**LA TAREA**: Desplaza en 25 las coordenadas de los recuadros: reproduce todas las líneas, empezando por la línea que contiene "Box wood grain texture for me." y siguiendo hasta la línea que contiene "[0,80,535,399]", ambas incluidas, sumando 25 a cada coordenada.

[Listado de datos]
──────────

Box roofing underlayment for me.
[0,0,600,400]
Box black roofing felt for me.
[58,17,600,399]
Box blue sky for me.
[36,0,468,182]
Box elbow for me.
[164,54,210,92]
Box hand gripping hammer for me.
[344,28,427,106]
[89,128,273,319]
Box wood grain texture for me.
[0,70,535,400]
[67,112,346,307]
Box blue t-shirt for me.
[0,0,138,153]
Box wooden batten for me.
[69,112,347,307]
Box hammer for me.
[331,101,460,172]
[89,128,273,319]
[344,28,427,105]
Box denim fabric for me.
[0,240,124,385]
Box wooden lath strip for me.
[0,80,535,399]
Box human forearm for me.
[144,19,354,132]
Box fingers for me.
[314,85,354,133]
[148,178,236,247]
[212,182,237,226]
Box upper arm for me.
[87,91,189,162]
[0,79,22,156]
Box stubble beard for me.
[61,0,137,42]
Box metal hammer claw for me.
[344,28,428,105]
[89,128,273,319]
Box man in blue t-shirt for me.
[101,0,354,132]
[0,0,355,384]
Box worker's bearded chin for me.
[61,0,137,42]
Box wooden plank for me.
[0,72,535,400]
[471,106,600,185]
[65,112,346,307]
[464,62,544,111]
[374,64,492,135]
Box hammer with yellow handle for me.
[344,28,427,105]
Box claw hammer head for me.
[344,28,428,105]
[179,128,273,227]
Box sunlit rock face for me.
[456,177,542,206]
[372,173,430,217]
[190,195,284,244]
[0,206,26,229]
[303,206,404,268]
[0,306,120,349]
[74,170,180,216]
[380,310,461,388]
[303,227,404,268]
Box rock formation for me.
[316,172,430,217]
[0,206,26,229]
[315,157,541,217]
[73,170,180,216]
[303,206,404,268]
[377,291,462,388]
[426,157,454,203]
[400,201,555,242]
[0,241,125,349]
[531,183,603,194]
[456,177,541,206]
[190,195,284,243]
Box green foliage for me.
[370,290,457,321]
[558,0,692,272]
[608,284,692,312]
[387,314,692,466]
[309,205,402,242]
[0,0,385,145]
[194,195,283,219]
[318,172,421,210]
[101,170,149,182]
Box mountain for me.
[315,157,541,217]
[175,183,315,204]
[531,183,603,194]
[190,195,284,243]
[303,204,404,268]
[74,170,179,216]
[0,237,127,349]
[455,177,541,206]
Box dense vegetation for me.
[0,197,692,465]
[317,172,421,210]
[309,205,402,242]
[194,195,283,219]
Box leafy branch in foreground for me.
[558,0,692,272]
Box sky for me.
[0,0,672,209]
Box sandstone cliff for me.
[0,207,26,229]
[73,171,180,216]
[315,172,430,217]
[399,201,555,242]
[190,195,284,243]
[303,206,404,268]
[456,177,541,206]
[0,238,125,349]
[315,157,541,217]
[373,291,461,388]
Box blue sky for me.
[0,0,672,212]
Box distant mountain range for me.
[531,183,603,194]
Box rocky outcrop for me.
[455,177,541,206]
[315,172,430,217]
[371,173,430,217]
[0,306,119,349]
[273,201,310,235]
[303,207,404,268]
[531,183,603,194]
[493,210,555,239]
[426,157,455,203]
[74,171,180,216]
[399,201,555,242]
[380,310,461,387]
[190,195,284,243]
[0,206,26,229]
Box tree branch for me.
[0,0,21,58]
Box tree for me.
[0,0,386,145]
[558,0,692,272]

──────────

**RESULTADO DEL EJERCICIO**:
Box wood grain texture for me.
[25,95,560,425]
[92,137,371,332]
Box blue t-shirt for me.
[25,25,163,178]
Box wooden batten for me.
[94,137,372,332]
Box hammer for me.
[356,126,485,197]
[114,153,298,344]
[369,53,452,130]
Box denim fabric for me.
[25,265,149,410]
Box wooden lath strip for me.
[25,105,560,424]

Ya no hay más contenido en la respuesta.